■ What you should do ■
Recast the data as a Markdown table with columns No. and Line, one row per line, starting with the line containing "Record the location of each instance of the textured" and going on through the last line of the data, leaving out blank lines.

(Saved entries)
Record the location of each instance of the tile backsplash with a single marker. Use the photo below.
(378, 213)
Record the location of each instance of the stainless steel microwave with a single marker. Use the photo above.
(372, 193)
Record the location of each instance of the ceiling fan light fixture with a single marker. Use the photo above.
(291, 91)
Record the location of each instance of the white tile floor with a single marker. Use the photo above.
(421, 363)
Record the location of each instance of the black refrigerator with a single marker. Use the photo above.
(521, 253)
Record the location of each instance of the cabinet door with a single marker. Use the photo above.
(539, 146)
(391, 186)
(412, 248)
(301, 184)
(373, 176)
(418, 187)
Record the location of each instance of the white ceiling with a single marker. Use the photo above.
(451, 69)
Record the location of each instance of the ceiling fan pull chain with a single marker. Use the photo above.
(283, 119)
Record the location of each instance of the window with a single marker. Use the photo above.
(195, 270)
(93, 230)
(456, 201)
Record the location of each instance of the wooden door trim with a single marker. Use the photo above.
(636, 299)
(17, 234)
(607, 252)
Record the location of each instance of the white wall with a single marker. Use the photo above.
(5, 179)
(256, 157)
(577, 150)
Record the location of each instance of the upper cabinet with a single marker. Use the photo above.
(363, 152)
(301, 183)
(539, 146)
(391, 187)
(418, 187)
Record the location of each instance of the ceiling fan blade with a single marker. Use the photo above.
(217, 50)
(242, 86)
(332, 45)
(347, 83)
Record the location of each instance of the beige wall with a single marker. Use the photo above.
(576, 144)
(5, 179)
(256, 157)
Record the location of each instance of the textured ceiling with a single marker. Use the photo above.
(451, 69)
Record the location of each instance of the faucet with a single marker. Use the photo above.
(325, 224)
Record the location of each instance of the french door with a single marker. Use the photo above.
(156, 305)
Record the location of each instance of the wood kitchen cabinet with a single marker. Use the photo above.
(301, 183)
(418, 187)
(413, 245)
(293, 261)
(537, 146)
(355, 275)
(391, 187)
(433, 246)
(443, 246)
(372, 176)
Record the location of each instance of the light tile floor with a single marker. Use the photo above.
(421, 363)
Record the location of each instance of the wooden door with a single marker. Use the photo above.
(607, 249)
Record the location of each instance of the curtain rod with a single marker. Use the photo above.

■ Output of the exercise ■
| No. | Line |
|---|---|
| 1 | Record the location of each instance of the textured ceiling with a single marker. Use the photo above. |
| 2 | (451, 69) |
| 3 | Record the location of each instance of the faucet with a single marker. Use the photo above. |
| 4 | (325, 224) |
| 5 | Record the location of each instance of the french door with a single marker. Use the photo above. |
| 6 | (156, 305) |
| 7 | Record the location of each instance of the wood kitchen cabinet with a single marker. Use the photo above. |
| 8 | (301, 183) |
| 9 | (418, 187) |
| 10 | (413, 245) |
| 11 | (293, 261) |
| 12 | (537, 146) |
| 13 | (355, 275) |
| 14 | (391, 187) |
| 15 | (433, 246) |
| 16 | (443, 246) |
| 17 | (372, 176) |
| 18 | Record the location of each instance of the light tile floor with a single marker. Use the photo above. |
| 19 | (421, 363) |
| 20 | Record the location of each instance of the wooden door with a single marker. Use the photo above. |
| 21 | (607, 249) |
| 22 | Record the location of each instance of the curtain rod with a single marker. Use the photo above. |